── PROVIDED DATA

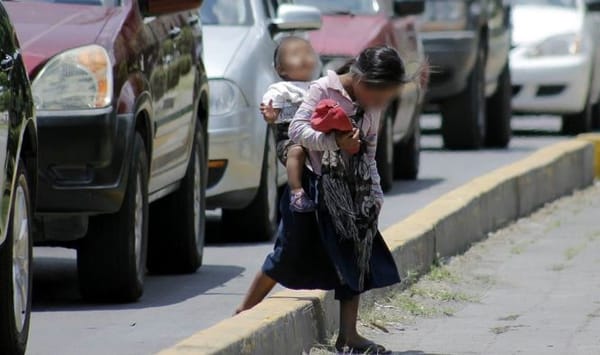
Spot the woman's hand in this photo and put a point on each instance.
(348, 141)
(270, 114)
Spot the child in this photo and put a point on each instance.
(295, 62)
(334, 249)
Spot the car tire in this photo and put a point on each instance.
(178, 221)
(16, 256)
(408, 156)
(463, 116)
(111, 259)
(580, 122)
(258, 221)
(499, 113)
(385, 152)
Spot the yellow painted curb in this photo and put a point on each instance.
(290, 322)
(593, 138)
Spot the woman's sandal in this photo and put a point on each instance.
(370, 348)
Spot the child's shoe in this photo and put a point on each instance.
(300, 202)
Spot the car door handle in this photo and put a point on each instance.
(193, 20)
(175, 32)
(7, 63)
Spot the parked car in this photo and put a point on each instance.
(122, 105)
(468, 43)
(350, 26)
(244, 173)
(555, 60)
(18, 164)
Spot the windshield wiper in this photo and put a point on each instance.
(341, 12)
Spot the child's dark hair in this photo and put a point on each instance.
(378, 67)
(279, 49)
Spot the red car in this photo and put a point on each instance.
(349, 26)
(122, 106)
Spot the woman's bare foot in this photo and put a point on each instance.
(260, 288)
(359, 344)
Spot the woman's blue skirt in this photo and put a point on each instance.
(308, 253)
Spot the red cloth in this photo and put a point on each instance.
(329, 116)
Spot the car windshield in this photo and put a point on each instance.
(355, 7)
(79, 2)
(560, 3)
(226, 12)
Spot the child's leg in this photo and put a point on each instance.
(300, 202)
(260, 288)
(348, 335)
(295, 166)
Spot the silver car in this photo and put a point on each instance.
(244, 173)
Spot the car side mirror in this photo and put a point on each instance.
(297, 18)
(164, 7)
(409, 7)
(592, 5)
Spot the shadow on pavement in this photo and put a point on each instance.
(407, 187)
(55, 286)
(536, 133)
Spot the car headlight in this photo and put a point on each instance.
(225, 97)
(442, 15)
(559, 45)
(78, 79)
(333, 64)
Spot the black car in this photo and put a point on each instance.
(18, 162)
(122, 106)
(468, 43)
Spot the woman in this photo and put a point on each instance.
(340, 249)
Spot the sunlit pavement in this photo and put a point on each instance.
(174, 307)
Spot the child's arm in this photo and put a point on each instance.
(270, 114)
(301, 131)
(272, 103)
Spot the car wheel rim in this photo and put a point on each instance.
(21, 258)
(139, 224)
(272, 181)
(197, 201)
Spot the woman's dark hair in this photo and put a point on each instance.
(378, 67)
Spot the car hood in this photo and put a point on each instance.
(46, 29)
(221, 45)
(346, 35)
(549, 21)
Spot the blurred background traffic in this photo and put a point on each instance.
(147, 118)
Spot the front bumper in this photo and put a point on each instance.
(452, 55)
(82, 162)
(234, 141)
(554, 85)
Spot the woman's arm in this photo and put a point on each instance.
(300, 130)
(371, 142)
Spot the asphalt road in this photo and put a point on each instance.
(532, 288)
(174, 307)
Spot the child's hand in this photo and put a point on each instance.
(348, 141)
(270, 114)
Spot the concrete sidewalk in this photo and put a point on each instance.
(532, 288)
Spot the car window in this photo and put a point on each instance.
(226, 12)
(356, 7)
(561, 3)
(79, 2)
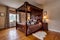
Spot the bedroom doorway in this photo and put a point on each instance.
(12, 20)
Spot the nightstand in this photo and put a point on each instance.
(45, 26)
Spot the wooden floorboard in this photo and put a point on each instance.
(13, 34)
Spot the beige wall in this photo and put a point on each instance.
(53, 11)
(2, 19)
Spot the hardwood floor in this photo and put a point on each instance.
(13, 34)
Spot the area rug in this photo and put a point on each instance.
(40, 35)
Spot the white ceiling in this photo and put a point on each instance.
(18, 3)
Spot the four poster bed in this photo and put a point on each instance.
(29, 19)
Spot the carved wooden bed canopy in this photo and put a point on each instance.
(30, 18)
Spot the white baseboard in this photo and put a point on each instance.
(54, 30)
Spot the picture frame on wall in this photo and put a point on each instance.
(2, 14)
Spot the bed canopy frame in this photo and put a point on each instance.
(26, 12)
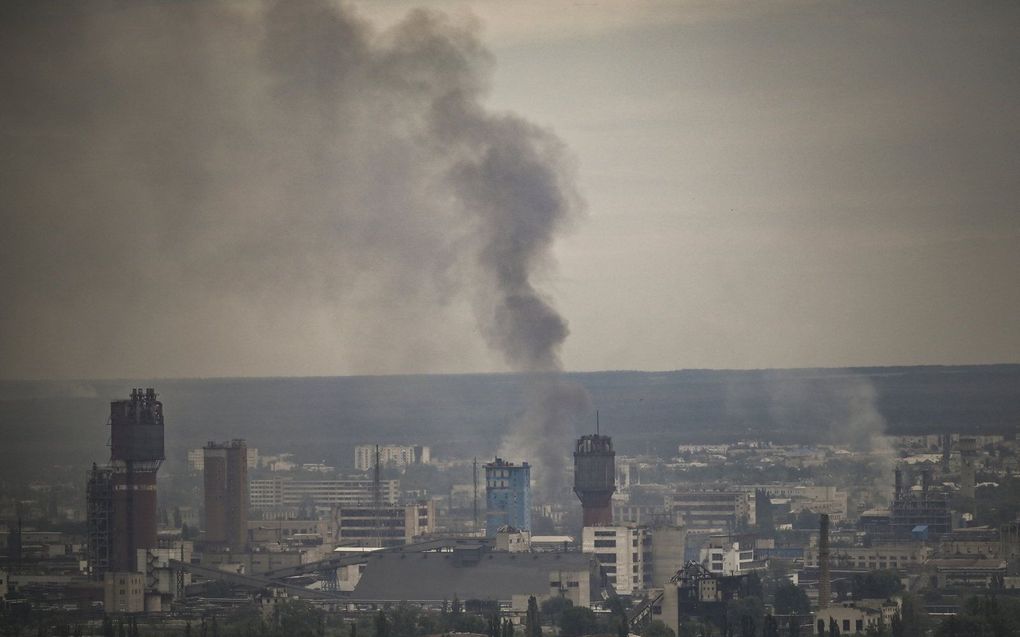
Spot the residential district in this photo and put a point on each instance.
(913, 535)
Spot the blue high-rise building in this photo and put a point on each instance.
(508, 495)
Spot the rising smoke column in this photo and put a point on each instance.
(514, 188)
(230, 181)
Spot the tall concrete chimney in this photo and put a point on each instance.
(824, 583)
(595, 478)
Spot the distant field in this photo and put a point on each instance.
(321, 419)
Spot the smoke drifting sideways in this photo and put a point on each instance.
(845, 409)
(185, 183)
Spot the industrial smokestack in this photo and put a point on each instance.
(595, 478)
(824, 583)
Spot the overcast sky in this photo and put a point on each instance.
(766, 184)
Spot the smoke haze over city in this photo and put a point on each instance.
(306, 189)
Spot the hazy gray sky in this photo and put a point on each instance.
(776, 184)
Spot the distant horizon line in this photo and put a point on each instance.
(517, 373)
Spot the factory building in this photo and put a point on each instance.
(624, 553)
(389, 525)
(508, 496)
(718, 511)
(595, 478)
(391, 456)
(121, 496)
(225, 480)
(482, 574)
(289, 493)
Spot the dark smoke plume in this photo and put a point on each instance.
(220, 187)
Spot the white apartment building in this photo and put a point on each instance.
(624, 553)
(274, 492)
(726, 558)
(391, 455)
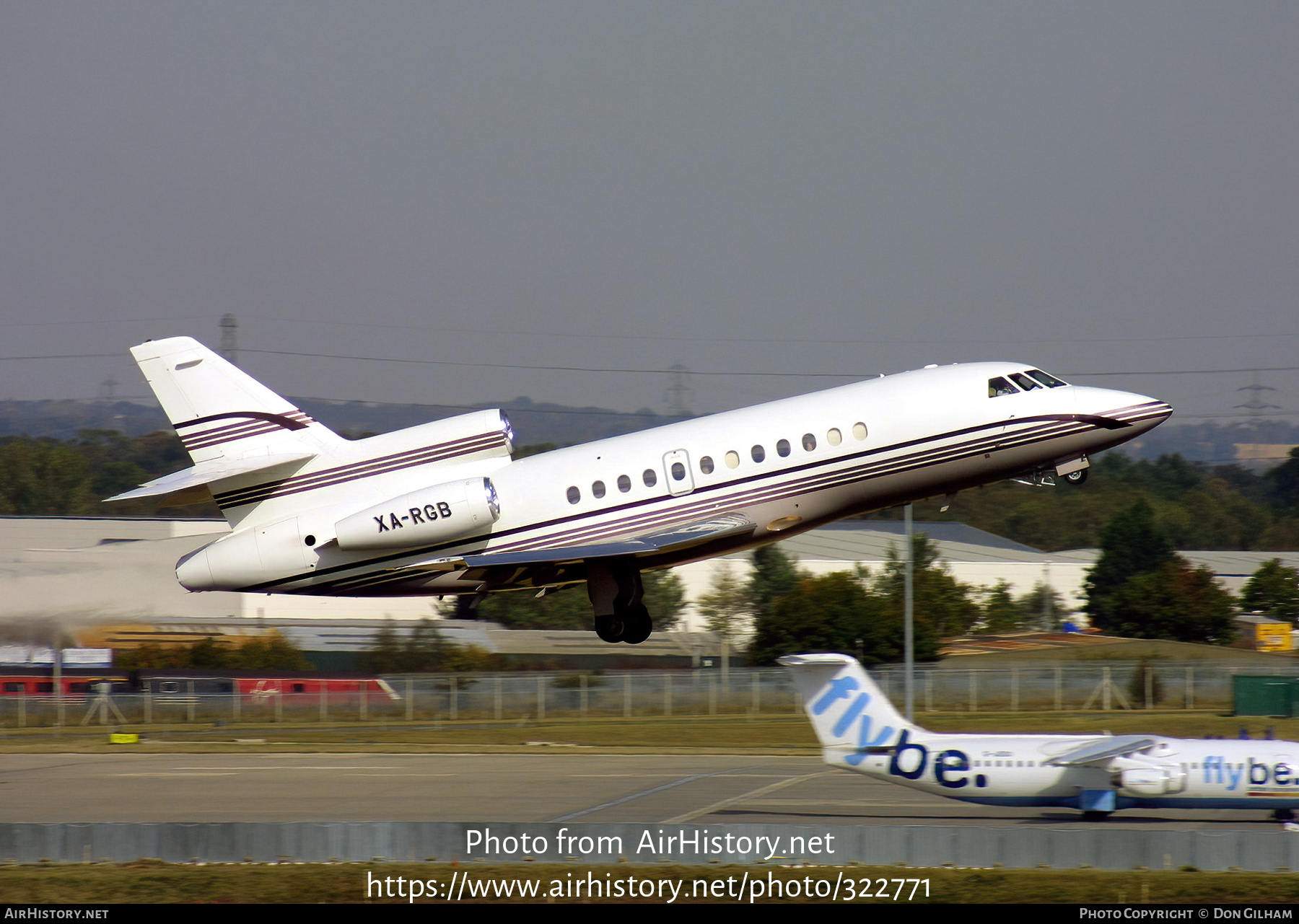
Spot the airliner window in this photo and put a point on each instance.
(998, 387)
(1049, 381)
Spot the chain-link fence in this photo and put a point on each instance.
(740, 692)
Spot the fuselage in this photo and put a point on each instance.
(1018, 771)
(784, 466)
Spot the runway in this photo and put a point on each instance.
(520, 788)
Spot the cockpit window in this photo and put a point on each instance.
(1049, 381)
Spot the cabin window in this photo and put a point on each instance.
(1049, 381)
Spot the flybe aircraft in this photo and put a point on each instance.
(860, 731)
(443, 509)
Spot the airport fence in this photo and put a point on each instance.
(740, 692)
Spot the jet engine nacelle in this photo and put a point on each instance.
(422, 516)
(1153, 780)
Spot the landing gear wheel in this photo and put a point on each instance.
(611, 628)
(638, 625)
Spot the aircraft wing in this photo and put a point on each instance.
(675, 539)
(1101, 749)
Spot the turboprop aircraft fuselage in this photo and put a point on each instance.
(860, 731)
(445, 509)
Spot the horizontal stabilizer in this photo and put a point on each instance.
(207, 472)
(1101, 750)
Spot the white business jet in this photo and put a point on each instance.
(443, 509)
(860, 731)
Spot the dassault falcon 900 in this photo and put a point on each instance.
(859, 730)
(443, 509)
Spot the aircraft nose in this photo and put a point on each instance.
(1125, 409)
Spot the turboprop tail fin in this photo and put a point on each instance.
(846, 708)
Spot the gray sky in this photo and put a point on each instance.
(740, 187)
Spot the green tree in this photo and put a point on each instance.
(1284, 482)
(42, 477)
(385, 652)
(831, 613)
(725, 609)
(942, 604)
(1273, 591)
(1000, 612)
(1130, 545)
(665, 597)
(773, 576)
(1177, 602)
(569, 607)
(1044, 607)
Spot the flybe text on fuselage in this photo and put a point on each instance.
(860, 731)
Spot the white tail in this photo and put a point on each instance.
(846, 708)
(221, 412)
(235, 428)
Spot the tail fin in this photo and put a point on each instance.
(846, 708)
(232, 425)
(217, 409)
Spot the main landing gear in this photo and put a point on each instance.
(613, 586)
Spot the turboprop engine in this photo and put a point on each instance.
(424, 516)
(1158, 780)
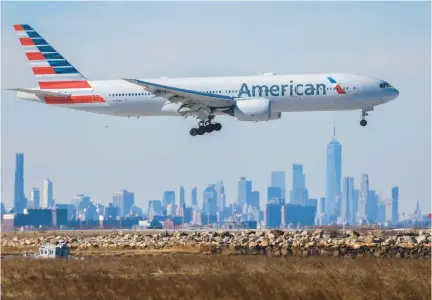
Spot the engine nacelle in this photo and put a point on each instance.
(255, 110)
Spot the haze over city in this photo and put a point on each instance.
(100, 155)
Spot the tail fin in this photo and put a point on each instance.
(51, 69)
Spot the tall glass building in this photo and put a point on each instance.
(19, 198)
(333, 176)
(278, 180)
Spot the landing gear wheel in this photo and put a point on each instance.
(217, 126)
(193, 132)
(201, 130)
(209, 128)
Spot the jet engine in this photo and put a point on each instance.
(255, 110)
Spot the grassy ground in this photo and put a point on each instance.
(181, 276)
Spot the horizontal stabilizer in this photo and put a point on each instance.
(41, 93)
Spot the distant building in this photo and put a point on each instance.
(381, 218)
(220, 196)
(155, 208)
(254, 200)
(171, 210)
(35, 197)
(347, 200)
(333, 177)
(299, 193)
(70, 209)
(182, 196)
(278, 180)
(125, 200)
(47, 194)
(363, 197)
(273, 215)
(194, 200)
(372, 207)
(168, 198)
(19, 197)
(395, 205)
(244, 191)
(210, 200)
(110, 212)
(274, 193)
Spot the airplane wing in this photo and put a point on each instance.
(41, 92)
(185, 96)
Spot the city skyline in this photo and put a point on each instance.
(350, 199)
(148, 156)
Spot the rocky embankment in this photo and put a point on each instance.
(272, 242)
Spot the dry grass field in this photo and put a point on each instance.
(195, 276)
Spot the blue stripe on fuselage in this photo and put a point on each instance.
(185, 90)
(331, 80)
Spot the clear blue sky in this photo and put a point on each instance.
(149, 155)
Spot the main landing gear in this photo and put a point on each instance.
(363, 122)
(205, 127)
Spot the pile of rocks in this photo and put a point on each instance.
(272, 242)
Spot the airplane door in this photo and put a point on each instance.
(95, 96)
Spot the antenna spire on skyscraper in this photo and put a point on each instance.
(334, 130)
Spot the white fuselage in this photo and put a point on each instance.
(287, 93)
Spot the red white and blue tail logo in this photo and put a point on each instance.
(338, 88)
(51, 69)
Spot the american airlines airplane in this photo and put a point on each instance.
(255, 98)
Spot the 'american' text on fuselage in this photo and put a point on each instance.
(282, 90)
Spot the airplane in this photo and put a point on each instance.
(253, 98)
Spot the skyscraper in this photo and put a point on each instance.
(125, 200)
(244, 191)
(35, 197)
(182, 199)
(210, 200)
(299, 194)
(168, 198)
(278, 180)
(363, 197)
(194, 201)
(372, 206)
(333, 176)
(274, 193)
(19, 198)
(220, 195)
(395, 205)
(47, 194)
(348, 200)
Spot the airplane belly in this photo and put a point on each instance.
(317, 104)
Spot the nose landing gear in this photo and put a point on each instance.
(205, 127)
(363, 121)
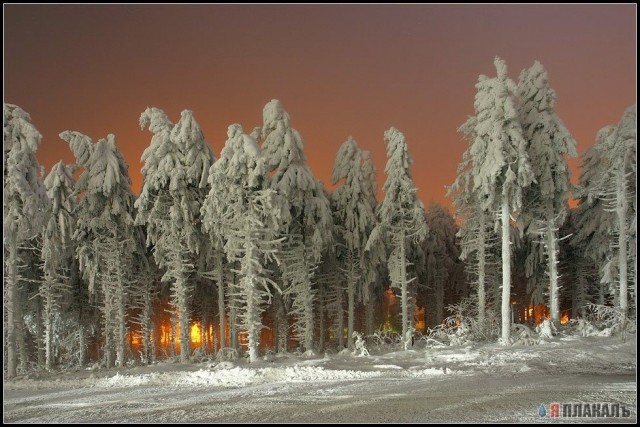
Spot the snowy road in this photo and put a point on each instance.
(444, 385)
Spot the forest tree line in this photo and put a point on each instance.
(252, 233)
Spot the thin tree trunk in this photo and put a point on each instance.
(40, 334)
(506, 271)
(48, 330)
(403, 297)
(233, 315)
(12, 285)
(122, 326)
(351, 292)
(340, 319)
(482, 299)
(621, 210)
(553, 273)
(221, 311)
(368, 309)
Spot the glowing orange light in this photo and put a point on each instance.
(196, 334)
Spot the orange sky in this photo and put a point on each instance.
(338, 70)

────

Copy the records from the line with "Spot the airplane in" down through the last line of the records, word for word, leaving out the pictures.

Spot the airplane in this photo and put a point on each instance.
(253, 98)
Spot the skyscraper in this photo and put a point on each instance.
(125, 200)
(244, 191)
(35, 197)
(182, 199)
(210, 200)
(299, 194)
(168, 198)
(278, 180)
(363, 197)
(194, 201)
(372, 206)
(333, 176)
(274, 193)
(19, 198)
(220, 195)
(395, 205)
(47, 194)
(348, 200)
Spot the airplane belly in this photo and put a point on each instance.
(317, 104)
Spot the nose landing gear in this photo and put a point on each instance.
(205, 127)
(363, 121)
Spot the snowy road in this photo and put a point on each instance.
(444, 385)
Spot the forest tree line in this photo and put a point on each instance.
(252, 233)
Spot the thin tree trunk in this photo and put a point on each instance.
(40, 334)
(506, 271)
(48, 330)
(403, 297)
(233, 315)
(12, 285)
(122, 326)
(351, 292)
(340, 319)
(482, 299)
(621, 210)
(553, 273)
(221, 311)
(368, 309)
Spot the glowing orange light in this photo and put a point on each instance.
(196, 334)
Spot the orange sky in this photo and put a point on each instance.
(338, 70)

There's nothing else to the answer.